▸ **To do**:
[1] Summarize the forum thread on planting a cichlid tank in two sentences.
[2] Write what comes next in the forum thread on planting a cichlid tank, picking up right after its final post.
··· Document segment ···
# like to plant cichlid tank need help



## kraylon (Jan 31, 2006)

Good evening, i have a 55 gallon (2 feet tall) cichlid tank with about 9 cichlids in that vary in size and speices i would like to plant it but i would to get some insider info before i go spend a lot of money. i am using an under ground filter, 2 whisper power 60 hang on tank filter, and 2 power heads 2 18" 15 watt daylight bulbs. (just listing so you know) the cichlids are 1 red zerba, 3 blue johnies, 1 yellow lab, 1 compressiceps, 1 kenyi, 1 peacock, 1 pleco and 1 demasoni. i know that cichlid like to dig and pull up plants but i think that a planted tank looks so much better and it gives the fish more hiding spots. i pretty much know nothing about plants or how to get it started. this tank has been set up for a 2 years now and i have had some of the fish longer then that. if i could figure out a good way to take a couple of snap shots of my fish i would i have tryed but no good pics yet if there is any more info that is needed just let me know.

Thanks 
kraylon


----------



## Laith (Sep 4, 2004)

Here's an example of what you can do with an African cichlid tank:

http://www.aquariumadvice.com/photopost/showphoto.php?photo=6323

So plants and african cichlids are not incompatible but you need to find the right balance between the type of plants (a lot of african cichlids eat plants like rabbits), the right amount of CO2 injection/KH level etc. etc.

Here is a good read on the basics of keeping planted tanks:

http://www.aquatic-plants.org/articles/basics/pages/01_intro.html

The first thing you need to do is look at your lighting. 2x 15w over a 55g tank is very low lighting (0.5wpg) so I'm not sure that even "low" light plants will do well. For low light plants I'd get your lighting up to at least 1wpg.

I would recommend starting off with a low light non-CO2 setup and then once you've got that down, you can look at increasing lighting and adding CO2.

Or of course you can dive right in and go for it!


----------



## Laith (Sep 4, 2004)

And welcome to APC!


----------



## waterdog (Feb 2, 2006)

I have a 75 gallon cichlid tank and recently have tried some plants. 

Cichlids are 
4 yellow labs
2 Red zebra's
1 johanni
1 demasoni
2 msombo deep

I also traded several cichlids for my plants,my goal was to lower the amount of fish to give the plants a better chance at survival. 

So far my plants are 
4 medium amazon swords
4 cryptos of some sort
1 hygrophilia 
2 clumps of anacharis-these were brought in for food, again hoping the cichlids would eat these and leave the other stuff alone.
1 reddish plant my lfs said was a cherry temple. no idea what it really is, but they said it was a pretty durable plant.

I bought the light they recommend, don't have the specs and will probably add some liquid suppliments of some sort.
··· Extracted information ···
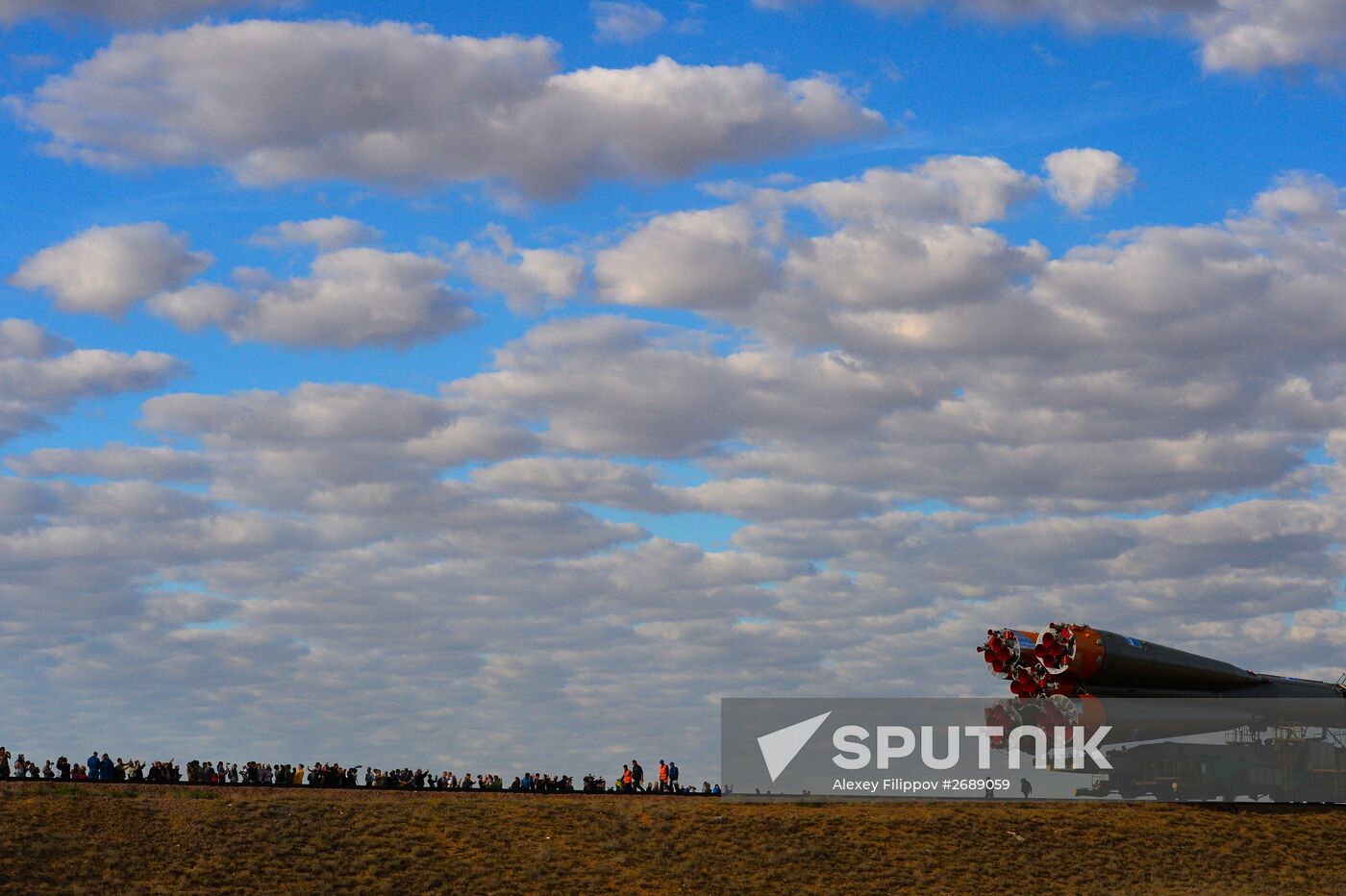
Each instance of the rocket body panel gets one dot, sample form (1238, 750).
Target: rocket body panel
(1070, 660)
(1140, 663)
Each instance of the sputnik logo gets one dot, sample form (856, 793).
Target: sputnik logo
(781, 747)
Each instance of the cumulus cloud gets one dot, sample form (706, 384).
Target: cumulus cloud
(690, 260)
(44, 376)
(625, 22)
(323, 233)
(1081, 179)
(352, 297)
(966, 434)
(279, 101)
(529, 279)
(108, 269)
(1240, 36)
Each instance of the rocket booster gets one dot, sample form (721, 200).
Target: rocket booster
(1072, 660)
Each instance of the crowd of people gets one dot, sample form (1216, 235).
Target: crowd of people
(101, 767)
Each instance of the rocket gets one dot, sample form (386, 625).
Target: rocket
(1072, 660)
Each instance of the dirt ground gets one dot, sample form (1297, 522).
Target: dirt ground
(89, 838)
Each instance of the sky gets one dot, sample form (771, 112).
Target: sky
(495, 386)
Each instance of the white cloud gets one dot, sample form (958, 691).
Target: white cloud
(964, 188)
(527, 277)
(325, 233)
(46, 376)
(1240, 36)
(352, 297)
(108, 269)
(1073, 411)
(625, 22)
(1081, 179)
(689, 260)
(278, 101)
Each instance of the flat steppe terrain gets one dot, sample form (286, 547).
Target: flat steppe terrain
(144, 838)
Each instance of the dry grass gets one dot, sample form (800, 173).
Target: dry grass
(138, 838)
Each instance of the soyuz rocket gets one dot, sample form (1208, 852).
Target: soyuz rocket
(1077, 660)
(1070, 674)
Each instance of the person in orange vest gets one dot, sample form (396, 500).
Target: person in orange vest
(636, 777)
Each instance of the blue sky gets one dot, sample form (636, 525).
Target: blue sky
(972, 315)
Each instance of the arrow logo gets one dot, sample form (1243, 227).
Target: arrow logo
(781, 747)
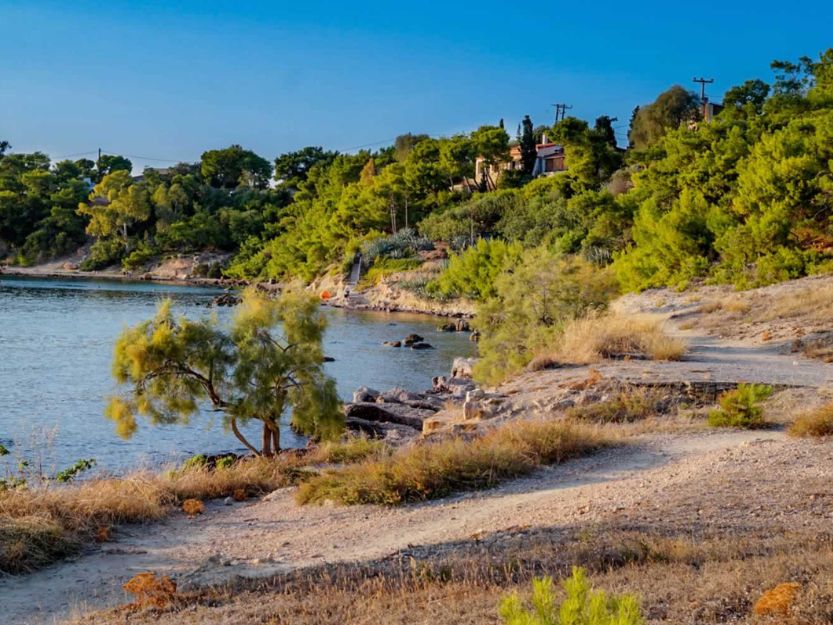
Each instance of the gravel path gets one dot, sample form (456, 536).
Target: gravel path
(688, 473)
(275, 535)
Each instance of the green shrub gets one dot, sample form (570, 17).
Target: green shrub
(582, 605)
(432, 470)
(103, 253)
(473, 272)
(739, 408)
(530, 307)
(386, 266)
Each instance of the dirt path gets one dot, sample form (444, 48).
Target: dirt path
(275, 535)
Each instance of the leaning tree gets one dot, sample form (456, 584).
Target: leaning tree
(268, 358)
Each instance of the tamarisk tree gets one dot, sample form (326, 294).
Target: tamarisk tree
(268, 359)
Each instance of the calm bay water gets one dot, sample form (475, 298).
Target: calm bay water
(56, 339)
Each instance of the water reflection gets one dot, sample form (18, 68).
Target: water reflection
(56, 338)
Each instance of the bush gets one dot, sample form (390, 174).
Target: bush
(739, 408)
(473, 272)
(532, 303)
(597, 337)
(387, 266)
(103, 253)
(433, 470)
(582, 605)
(625, 407)
(814, 423)
(405, 244)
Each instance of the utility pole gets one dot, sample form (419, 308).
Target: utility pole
(561, 111)
(703, 99)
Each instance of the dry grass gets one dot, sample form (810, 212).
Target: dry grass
(42, 524)
(682, 579)
(594, 338)
(732, 305)
(815, 423)
(626, 406)
(433, 470)
(814, 303)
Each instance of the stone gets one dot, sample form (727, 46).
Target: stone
(390, 413)
(462, 368)
(365, 394)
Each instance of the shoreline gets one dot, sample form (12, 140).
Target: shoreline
(389, 306)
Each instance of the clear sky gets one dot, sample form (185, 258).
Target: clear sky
(167, 80)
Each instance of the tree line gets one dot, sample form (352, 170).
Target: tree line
(743, 198)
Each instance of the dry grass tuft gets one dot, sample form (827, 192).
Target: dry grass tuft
(814, 303)
(777, 601)
(43, 524)
(150, 590)
(594, 338)
(433, 470)
(815, 423)
(627, 406)
(193, 507)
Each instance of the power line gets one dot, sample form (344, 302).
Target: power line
(561, 110)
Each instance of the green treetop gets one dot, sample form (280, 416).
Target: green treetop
(269, 358)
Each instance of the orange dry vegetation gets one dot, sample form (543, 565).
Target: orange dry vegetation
(150, 590)
(777, 601)
(193, 507)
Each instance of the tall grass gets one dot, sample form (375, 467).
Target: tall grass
(433, 470)
(816, 423)
(598, 337)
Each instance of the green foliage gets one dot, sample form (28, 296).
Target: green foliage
(405, 244)
(581, 606)
(739, 408)
(247, 371)
(234, 167)
(70, 473)
(386, 266)
(529, 306)
(671, 109)
(473, 272)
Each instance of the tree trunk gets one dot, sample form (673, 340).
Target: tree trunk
(242, 438)
(267, 440)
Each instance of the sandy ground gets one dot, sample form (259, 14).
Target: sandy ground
(275, 535)
(735, 480)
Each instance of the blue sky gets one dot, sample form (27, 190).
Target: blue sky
(167, 80)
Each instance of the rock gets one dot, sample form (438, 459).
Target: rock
(462, 368)
(411, 339)
(226, 299)
(390, 413)
(397, 396)
(457, 387)
(365, 394)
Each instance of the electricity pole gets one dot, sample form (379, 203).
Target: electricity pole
(703, 99)
(561, 111)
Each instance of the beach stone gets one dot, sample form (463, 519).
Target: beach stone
(365, 394)
(462, 368)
···
▸ **Replies**:
[1] The owner of a 55-gallon tank holding nine cichlids wants to add plants for looks and hiding spots, despite knowing cichlids dig up plants, and asks for advice before spending money. One reply says plants and African cichlids can work together but calls the 0.5 wpg lighting very low and suggests raising it to at least 1 wpg and starting with a low-light non-CO2 setup, while another member describes trading away several cichlids and adding plants to a 75-gallon tank, including anacharis meant as food.

[2]
I am about a week into this and so far it is to early to tell how it will work. So far my fish have uprooted the same 2 crypts twice, and that just started Wednesday. Must be something about those 2plants they don't like, I moved them after the first time, but when got home last night, those same 2 plants were floating. 
I really thought the anacharis would be history by know, but so far they are really leaving that alone. I see them nip at once in a while, but I thought they would really go after it. 

I plan on getting several java ferns and anubias, but have not found any in stock this week. I am also looking at some moss,but not sure if Java moss is the way to go. I saw some in a tank at the lfs and it looked like a nasty green ball. 

One thing that has happened as the aggression in my tank has gone up. I got rid of about 6 fish and that has made a big difference in the tank dynamic. My female red zebra has gotten beat up a little by what used to be a sub dominant male. I traded my alpha male red zebra-I didn't like his color-and now 
now this other male thinks he is king of the tank. He is becoming ultra aggressive and I either need to add another female or get rid of him. Not sure what to do yet-I have thought about getting rid of the zebra's all together and going with a blue and yellow mix of labs and Johanni's. 

let me know how yours goes...


----------



## redFishblueFish (Feb 12, 2006)

You might start with some low light plants which are also hardy, like java fern and anubias. The cichlids are unlikely to eat these, and as they must be tied down, they should be safe from uprooting. Maybe try adding some water sprite (as a fast growing plant that is cheap) to use some of the nutrients and also as a test of whether the cichlids will uproot all plants. If you find that cichlids do uproot plants too often, you might try going for an anubias/java fern garden. I've seen people doing pretty amazing things with all the different varieties of anubias. Tell us how it goes.


----------



## waterdog (Feb 2, 2006)

I picked up my java fern-4 plants, and have wedged into various holes in the rock-hopefully the will secure soon and get going. 

About an hour after getting the java fern put in, I was really surprised to see my big male yellow lab come up and take a big bite out of one the ferns. He immediately spit out the piece and seems to be leaving it alone, but he sure took a big enough bite out of it.

Also the one crypt seems to still be a target-it had been left alone for a couple of days, but sure enough this morning it was up-rooted again. I don't know what it is about this plant, I thought they were supposed to leave crypts alone. The funny part is that I have 2 other crypts, and they are still untouched. The other target crypt, lost its last leaf in one of its uprootings-I re-planted it and now have to wait to see what happens. 

Anacharis is still untouched-so much for that being a food plant.

One thing I am surprised about is the amount of small bits floating around-I seem to have to skim up bits every night, not a big deal though.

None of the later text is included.